::: Extract :::

Summary
holding that criminal behavior not resulting in a conviction may be considered in making the judicial diversion decision
Summary of this case from State v. GreenOpinion
July 7, 1994.
Appeal from the Circuit Court, Williamson County, Henry Denmark Bell, J.
John H. Henderson, Dist. Public Defender, Maurine C. Hatchett, Asst. Dist. Public Defender, Franklin, for appellant.
Charles W. Burson, Atty. Gen. Reporter, Christina S. Shevalier, Asst. Atty. Gen., Crim. Justice Div., Nashville, Joseph D. Baugh, Dist. Atty. Gen., Mark Puryear, Asst. Dist. Atty. Gen., Franklin, for appellee.

::: Provided material :::

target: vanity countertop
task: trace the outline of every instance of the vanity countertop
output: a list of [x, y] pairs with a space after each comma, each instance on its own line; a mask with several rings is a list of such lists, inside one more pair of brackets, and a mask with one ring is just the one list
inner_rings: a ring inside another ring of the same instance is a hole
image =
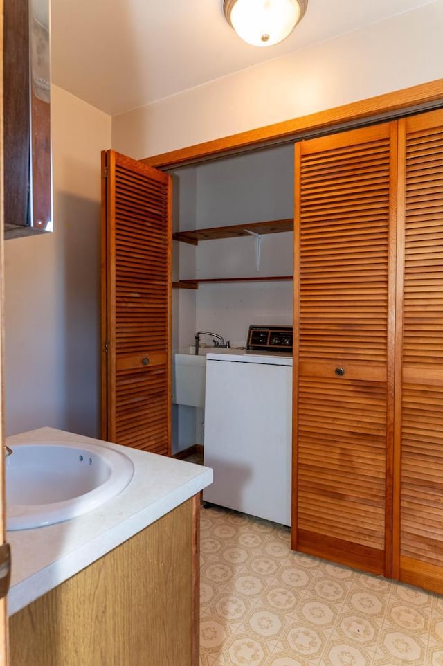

:::

**Task requirements:**
A - In the case header, which county's circuit court was the appeal taken from?
B - Rewrite the case header paragraph that begins "Charles W. Burson" as a list of names with their titles.

**List of solutions:**
A - Williamson County

B -
Counsel for appellee:
- Charles W. Burson, Atty. Gen. Reporter
- Christina S. Shevalier, Asst. Atty. Gen., Crim. Justice Div., Nashville
- Joseph D. Baugh, Dist. Atty. Gen.
- Mark Puryear, Asst. Dist. Atty. Gen., Franklin